* [Exercise 1]: Rewrite the passage on the Declaration and Native peoples, everything from "The long-term impact: The" down to "Wounded Knee (1890).", with "Military leaders" replaced by "Army commanders".

* [Page excerpt]:
##############################

The Declaration’s natural rights philosophy theoretically applied to all humans, but the “savage” language placed Native peoples outside that category. If Indigenous peoples were uncivilized and merciless, they couldn’t claim the same rights to life, liberty, and property that colonists demanded for themselves.

This justification pattern continued after independence. The Northwest Ordinance (1787) promised “utmost good faith” toward Native peoples while simultaneously organizing their lands for American settlement. Treaties were signed and broken repeatedly, with each violation justified by claims of Native aggression or savagery.

The long-term impact: The Declaration’s language established a template for American Indian policy that persisted for over a century.

Andrew Jackson cited similar reasoning when defending the Indian Removal Act of 1830. Military leaders invoked “savage” warfare to justify massacres like Sand Creek (1864) and Wounded Knee (1890).

For more on how these founding attitudes shaped later policies, explore our piece on Native American history in Georgia, where removal policies devastated Creek and Cherokee nations.

What Grievances About Native Americans Are in the Declaration?

The Declaration contains only one explicit grievance about Native Americans, but it’s the longest and most emotionally charged in the entire list. Grievance #27 accuses King George III of inciting “domestic insurrections” and bringing “the merciless Indian Savages” against frontier inhabitants.

##############################

[Pointing data excerpts]
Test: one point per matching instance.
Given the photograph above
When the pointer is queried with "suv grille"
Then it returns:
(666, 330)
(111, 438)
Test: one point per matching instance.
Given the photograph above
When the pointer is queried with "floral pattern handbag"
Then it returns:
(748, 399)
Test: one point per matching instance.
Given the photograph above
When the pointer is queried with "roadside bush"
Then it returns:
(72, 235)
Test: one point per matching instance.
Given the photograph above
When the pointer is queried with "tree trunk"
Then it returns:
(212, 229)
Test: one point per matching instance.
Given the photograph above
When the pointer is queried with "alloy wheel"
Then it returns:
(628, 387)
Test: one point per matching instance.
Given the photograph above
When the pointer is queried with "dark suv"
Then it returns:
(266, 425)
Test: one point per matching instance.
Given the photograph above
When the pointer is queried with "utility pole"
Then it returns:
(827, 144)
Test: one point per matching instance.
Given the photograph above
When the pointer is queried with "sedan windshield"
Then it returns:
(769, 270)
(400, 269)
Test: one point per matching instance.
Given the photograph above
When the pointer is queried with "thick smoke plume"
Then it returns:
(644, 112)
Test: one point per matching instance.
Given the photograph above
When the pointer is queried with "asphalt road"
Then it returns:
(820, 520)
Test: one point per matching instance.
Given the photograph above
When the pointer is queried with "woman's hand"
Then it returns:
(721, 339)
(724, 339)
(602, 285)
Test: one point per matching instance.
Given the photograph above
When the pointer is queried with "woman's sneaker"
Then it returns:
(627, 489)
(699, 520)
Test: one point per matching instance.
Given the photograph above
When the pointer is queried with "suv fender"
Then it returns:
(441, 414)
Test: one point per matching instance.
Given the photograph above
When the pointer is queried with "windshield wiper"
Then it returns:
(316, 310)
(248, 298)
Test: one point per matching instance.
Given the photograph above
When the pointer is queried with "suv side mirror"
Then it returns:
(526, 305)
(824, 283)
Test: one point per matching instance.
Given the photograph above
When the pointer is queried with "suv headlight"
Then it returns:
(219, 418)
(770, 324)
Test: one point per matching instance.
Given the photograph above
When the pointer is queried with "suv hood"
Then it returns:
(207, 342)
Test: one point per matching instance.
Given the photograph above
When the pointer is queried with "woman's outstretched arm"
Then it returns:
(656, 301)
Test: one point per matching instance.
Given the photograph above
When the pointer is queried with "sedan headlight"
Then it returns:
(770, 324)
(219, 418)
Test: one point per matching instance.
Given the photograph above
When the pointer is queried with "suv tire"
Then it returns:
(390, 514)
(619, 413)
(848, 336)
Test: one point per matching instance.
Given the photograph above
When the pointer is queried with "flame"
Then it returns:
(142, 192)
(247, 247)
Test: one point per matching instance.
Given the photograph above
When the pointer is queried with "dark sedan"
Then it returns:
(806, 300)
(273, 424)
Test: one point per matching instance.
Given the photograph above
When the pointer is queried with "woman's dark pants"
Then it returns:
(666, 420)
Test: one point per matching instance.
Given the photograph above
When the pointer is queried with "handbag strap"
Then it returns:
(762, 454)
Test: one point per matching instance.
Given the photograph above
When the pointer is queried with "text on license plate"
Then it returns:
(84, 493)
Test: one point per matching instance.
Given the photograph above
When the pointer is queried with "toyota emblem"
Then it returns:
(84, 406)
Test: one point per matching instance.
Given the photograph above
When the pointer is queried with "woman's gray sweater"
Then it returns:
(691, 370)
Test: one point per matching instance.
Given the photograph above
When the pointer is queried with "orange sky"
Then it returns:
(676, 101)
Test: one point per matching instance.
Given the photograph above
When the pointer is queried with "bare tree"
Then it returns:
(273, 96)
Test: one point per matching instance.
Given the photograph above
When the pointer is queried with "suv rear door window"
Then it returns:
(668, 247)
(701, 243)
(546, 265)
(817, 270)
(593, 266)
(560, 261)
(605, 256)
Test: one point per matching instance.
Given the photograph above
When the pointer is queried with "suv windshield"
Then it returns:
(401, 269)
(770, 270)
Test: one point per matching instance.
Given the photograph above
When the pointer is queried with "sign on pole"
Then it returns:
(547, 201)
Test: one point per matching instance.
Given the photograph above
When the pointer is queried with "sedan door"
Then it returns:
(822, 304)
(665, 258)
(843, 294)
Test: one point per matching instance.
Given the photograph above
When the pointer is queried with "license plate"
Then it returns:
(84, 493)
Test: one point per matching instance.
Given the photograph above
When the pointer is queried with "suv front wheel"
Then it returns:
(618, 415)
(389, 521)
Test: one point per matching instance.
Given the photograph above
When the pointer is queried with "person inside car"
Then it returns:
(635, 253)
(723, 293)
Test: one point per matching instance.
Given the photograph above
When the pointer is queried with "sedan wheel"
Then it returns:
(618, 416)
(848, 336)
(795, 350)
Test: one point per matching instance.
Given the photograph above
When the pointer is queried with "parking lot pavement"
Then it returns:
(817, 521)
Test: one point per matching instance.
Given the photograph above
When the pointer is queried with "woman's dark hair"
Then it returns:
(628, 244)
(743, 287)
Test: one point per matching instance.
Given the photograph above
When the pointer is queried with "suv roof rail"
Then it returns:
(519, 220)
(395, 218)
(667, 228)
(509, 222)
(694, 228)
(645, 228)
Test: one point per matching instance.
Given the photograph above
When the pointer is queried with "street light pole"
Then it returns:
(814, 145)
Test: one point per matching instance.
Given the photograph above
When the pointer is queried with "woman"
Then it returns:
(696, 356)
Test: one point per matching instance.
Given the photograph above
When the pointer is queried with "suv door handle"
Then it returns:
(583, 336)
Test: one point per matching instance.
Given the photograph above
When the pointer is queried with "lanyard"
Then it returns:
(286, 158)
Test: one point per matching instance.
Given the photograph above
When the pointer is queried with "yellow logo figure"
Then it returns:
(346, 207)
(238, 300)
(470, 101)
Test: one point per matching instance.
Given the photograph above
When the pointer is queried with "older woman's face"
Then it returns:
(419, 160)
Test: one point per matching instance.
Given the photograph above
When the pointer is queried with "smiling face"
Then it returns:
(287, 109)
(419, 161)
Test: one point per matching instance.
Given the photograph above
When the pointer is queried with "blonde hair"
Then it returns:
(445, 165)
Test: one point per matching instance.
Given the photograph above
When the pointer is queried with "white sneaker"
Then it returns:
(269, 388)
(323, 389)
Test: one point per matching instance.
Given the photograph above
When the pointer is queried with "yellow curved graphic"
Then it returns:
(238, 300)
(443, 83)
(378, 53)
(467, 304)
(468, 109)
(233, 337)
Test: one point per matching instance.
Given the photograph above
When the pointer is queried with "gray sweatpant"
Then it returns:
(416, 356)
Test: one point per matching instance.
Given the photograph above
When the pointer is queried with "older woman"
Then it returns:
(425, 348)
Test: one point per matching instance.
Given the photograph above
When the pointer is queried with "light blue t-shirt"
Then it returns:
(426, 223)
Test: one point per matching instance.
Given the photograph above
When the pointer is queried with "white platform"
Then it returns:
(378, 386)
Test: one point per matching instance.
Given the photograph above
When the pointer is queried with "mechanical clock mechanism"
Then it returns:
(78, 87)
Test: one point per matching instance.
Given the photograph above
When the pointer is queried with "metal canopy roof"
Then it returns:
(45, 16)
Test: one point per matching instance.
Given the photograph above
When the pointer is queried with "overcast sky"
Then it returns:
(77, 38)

##############################

* [Exercise 2]: Return every line of the records that contains the string "license", with case counting.

* [Correct output 1]:
The long-term impact: The Declaration’s language established a template for American Indian policy that persisted for over a century.

Andrew Jackson cited similar reasoning when defending the Indian Removal Act of 1830. Army commanders invoked “savage” warfare to justify massacres like Sand Creek (1864) and Wounded Knee (1890).

* [Correct output 2]:
When the pointer is queried with "text on license plate"
When the pointer is queried with "license plate"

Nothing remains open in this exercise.